- **Page text**
● ● ● ●
Silas, the albino "monk" of Opus Dei, is portrayed as a murderous fiend, a religious extremist, and an unwitting pawn. His mentor, Bishop Aringarosa, is portrayed as desperate and duplicitous (as are his consorts within the Vatican), who is seeking power to maintain his shaky position.
The nun at St. Sulpice is portrayed heroically as a liberal and modern-thinking Catholic, like the Pope. In all, the "Good Catholics" are portrayed as power-hungry and duplicitous, and the "Bad Catholics", who deny the faith and teachings of the Church, are portrayed as forward-thinking, enlightened heroes.
Moreover, Dan Brown repeatedly dredges up (and makes up) sordid details from Catholicism's past. He claims that Constantine made Jesus God (see last week's article) in order to consolidate the Vatican's power (newsflash, the Vatican didn't exist in Constantine's day! It wasn't built for another 1000-odd years!), and he portrays dissenting heretics as noble martyrs who were persecuted for wanting to choose what the truth was. He claims that the Catholic Church burned 5,000,000 witches, which is insane on two counts: The vast majority of witch trials were done in Protestant Europe, not by Catholics; and the actual numbers, according to most historians, was only around 30,000-50,000 witches. Still a tragic number, but nowhere near five million!
Brown claims that the Crusades were instituted to further destroy heretics, when in fact they were defensive wars attempting to beat back the marauding Muslim invaders. He claims that the Church was fully behind the arrest and burning of the Knights Templar, though it was really the too-powerful French prince, Philip the Fair, who used the weak Pope Clement V. Even then, Pope Clement did much to help the Templars even then. Further, historians have shown that, most likely, the Templars were never heretics, much less guardians of the secret that Jesus had a child with Mary Magdalene!
All this isn't said in order to say that Dan Brown paints the Church in sinister strokes, while the reality is much more pure and good. No, the Church has always had within it evil, sinful people, who, in the name of the Church or of Religion, have done evil things. In fact, the true history of the Church is dark enough at points to make us wonder why Brown bothered to make up stuff at all!
Knowing, then, that the Church contains evil men, as well as good, and has done evil things as well as good, what are we to do? Decry it as evil and leave for the paganism that Dan Brown espouses? Reject religion for a fluffy spirituality, as even some Christian people advocate?
No! We should not be surprised that there are evil people in the Church! Jesus Himself told us that there would be:
He put another parable before them, 'The Kingdom of Heaven may be compared to a man who sowed good seed in his field. While everybody was asleep his enemy came, sowed darnel all among the wheat, and made off. When the new wheat sprouted and ripened, then the darnel appeared as well. The owner's labourers went to him and said, "Sir, was it not good seed that you sowed in your field? If so, where does the darnel come from?" He said to them, "Some enemy has done this." And the labourers said, "Do you want us to go and weed it out?" But he said, "No, because when you weed out the darnel, you might pull up the wheat with it. Let them both grow till the harvest; and at harvest time I shall say to the reapers: First collect the darnel and tie it in bundles to be burnt, then gather the wheat into my barn"'(Matthew 13:24-30).Jesus is telling us that it is neither our job to rid the Church of those that are evil, nor to leave on account of the evil. As a pastor once remarked, "There's no such thing as a perfect church. But if you happen to find one, don't go there, because you'll only mess it up." What he was saying is that none of us are perfect, but we, in all of our imperfections, make up this Church. In fact, if the Church here and now was perfect, there would be no place for us. The Church, whose mission is to offer Grace and Forgiveness to sinners, would not be able to do so until those sinners no longer needed Grace or Forgiveness!
● ● ● ●
- **Problem**
In the passage on Dan Brown's portrayal of the Church, who is said to have used Pope Clement V in the arrest and burning of the Knights Templar?

- **Data block**
● ● ● ●
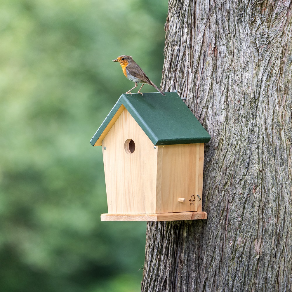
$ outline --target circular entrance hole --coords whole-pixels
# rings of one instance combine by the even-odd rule
[[[135,142],[132,139],[128,139],[126,140],[124,145],[125,151],[129,154],[131,154],[135,151],[136,146]]]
● ● ● ●
- **Result of the exercise**
Philip the Fair, the too-powerful French prince.